Assignment: I need the number of lines in the following entries that hold the word "find", and no other text.

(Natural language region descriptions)
*** Block opens ***

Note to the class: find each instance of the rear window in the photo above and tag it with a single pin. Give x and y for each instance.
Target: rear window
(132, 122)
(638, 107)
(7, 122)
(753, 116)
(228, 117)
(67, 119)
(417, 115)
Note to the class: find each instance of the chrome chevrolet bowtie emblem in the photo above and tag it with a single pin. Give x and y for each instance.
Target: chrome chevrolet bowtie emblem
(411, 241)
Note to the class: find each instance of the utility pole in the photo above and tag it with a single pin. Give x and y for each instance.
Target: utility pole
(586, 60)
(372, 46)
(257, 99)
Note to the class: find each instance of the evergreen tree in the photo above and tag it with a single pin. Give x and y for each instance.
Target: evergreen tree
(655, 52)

*** Block closes ***
*** Block opens ***

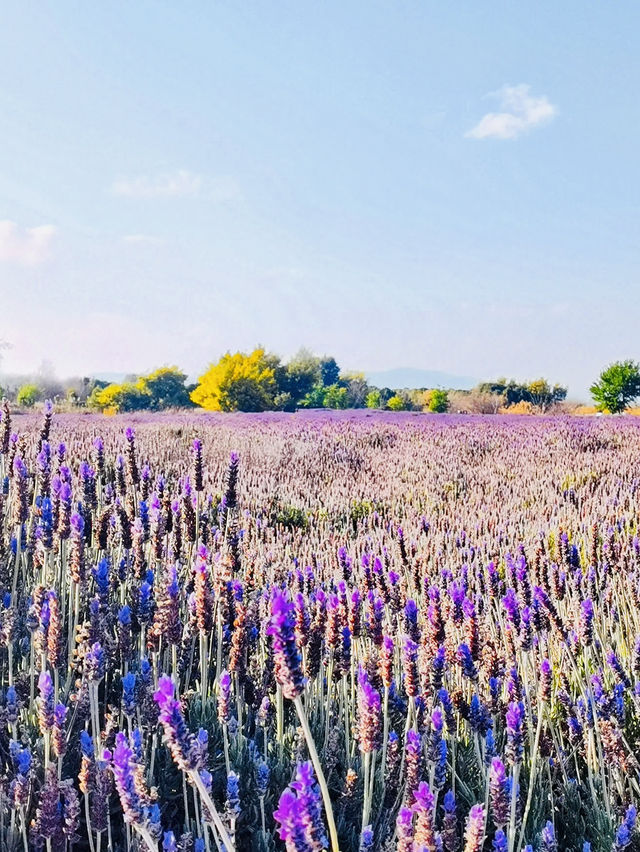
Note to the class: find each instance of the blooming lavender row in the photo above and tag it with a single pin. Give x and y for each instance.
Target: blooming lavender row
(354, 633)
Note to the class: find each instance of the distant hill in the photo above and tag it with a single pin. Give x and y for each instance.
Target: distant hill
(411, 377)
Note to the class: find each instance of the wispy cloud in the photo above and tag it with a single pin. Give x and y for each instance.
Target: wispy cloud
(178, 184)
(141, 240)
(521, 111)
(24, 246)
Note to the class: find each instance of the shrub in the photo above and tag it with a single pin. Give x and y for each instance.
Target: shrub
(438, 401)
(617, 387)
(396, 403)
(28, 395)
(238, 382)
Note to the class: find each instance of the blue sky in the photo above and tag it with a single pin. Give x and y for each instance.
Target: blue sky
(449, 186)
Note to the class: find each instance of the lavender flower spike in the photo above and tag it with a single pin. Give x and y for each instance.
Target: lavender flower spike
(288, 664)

*** Block closes ***

Reply: 10